Edmundo de Souza e Silva, professor do Programa de Engenharia de Sistemas e Computação (PESC), tratou do tema “Atenção (com Educação) é (quase) tudo que precisamos: ensino/aprendizado e pesquisa na era de IA”. O professor disse que a Inteligência Artificial abre uma janela de oportunidades, que permitirá acelerar o avanço da educação em todos os níveis
De acordo com Edmundo, em julho deste ano, a Nature divulgou que o ChatGPT quebrou o Turing Test. “Isso mostra o quanto os LLM (modelos de linguagem de grande porte) representam que há uma mudança disruptiva em curso. Como os LLM podem ser incorporados na formação dos pesquisadores? Indivíduos e países com maior renda encontrarão com maior facilidade maneiras de explorar a linguagem generativa, o que reforçaria as desigualdades existentes”, ponderou o professor.

● DADOS DE ENTRADA

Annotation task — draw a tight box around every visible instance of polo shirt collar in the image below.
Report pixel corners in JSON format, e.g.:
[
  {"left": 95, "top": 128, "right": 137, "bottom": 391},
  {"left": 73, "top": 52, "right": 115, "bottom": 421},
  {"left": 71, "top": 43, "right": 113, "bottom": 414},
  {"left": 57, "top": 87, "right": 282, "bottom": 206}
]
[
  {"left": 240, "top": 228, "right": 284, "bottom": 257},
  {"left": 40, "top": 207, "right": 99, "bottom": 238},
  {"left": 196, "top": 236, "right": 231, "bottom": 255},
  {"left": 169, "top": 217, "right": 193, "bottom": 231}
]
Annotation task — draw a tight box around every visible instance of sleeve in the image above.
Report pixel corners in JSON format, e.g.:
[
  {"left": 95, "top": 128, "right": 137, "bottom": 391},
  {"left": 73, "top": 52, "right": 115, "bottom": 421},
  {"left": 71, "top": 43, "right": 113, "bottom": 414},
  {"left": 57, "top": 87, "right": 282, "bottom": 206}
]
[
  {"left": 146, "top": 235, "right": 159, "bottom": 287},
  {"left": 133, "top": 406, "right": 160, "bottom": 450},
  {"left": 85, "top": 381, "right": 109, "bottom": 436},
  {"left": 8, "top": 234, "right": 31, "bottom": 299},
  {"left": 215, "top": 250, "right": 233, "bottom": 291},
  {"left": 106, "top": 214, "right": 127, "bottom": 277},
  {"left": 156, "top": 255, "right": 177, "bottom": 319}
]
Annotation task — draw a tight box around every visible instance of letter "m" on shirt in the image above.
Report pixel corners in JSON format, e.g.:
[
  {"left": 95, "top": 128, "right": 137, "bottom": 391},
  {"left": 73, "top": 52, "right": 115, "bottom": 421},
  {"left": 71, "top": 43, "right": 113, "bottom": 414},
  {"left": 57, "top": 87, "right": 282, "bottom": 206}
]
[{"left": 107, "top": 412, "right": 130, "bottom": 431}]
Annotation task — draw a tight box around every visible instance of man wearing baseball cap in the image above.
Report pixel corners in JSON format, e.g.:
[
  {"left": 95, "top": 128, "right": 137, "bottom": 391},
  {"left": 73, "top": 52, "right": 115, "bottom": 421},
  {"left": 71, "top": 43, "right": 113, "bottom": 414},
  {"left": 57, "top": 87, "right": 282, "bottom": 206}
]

● LISTA DE TAREFAS
1 > Responda, com base no texto sobre IA e educação:
(a) De qual programa Edmundo de Souza e Silva é professor?
(b) Segundo Edmundo, o que a Nature divulgou em julho deste ano?
(c) De acordo com o professor, quem encontrará com maior facilidade maneiras de explorar a linguagem generativa?
2 > Prossiga o texto sobre IA e educação a partir da última frase apresentada.
Os registros são um material à parte, sem relação com o texto.

● RESPOSTAS DOS EXERCÍCIOS
1 >
(a) Do Programa de Engenharia de Sistemas e Computação (PESC).
(b) Que o ChatGPT quebrou o Turing Test.
(c) Indivíduos e países com maior renda.

2 >
Segundo a professora Maria Fernanda Elbert, do Instituto de Matemática (IM/UFRJ), a agenda climática e a automação estão modificando o mercado de trabalho e exigindo novas expertises. “Nesse paradigma, serão necessárias, e valorizadas, habilidades como criatividade, pensamento crítico, adaptabilidade e trabalhar de maneira colaborativa”, comentou a professora, durante sua participação, intitulada “Universidade do Futuro”.
A professora citou dados do censo da educação superior de 2022, divulgado pelo INEP, que revelam, dentre outras coisas, o alto grau de evasão no ensino superior e o longo tempo de permanência dos alunos na universidade. Citou ainda um estudo da professora Letícia Picanço, coordenadora do Laboratório de Estudos sobre Diferenças, Desigualdades e Estratificação (LEDDE/UFRJ), que aponta como principais motivos para a evasão na UFRJ a saúde mental, a não identificação com o curso escolhido e não conseguir acompanhar o conteúdo oferecido.
Palestra “Perspectivas para a Pós-Graduação no âmbito do PNPG”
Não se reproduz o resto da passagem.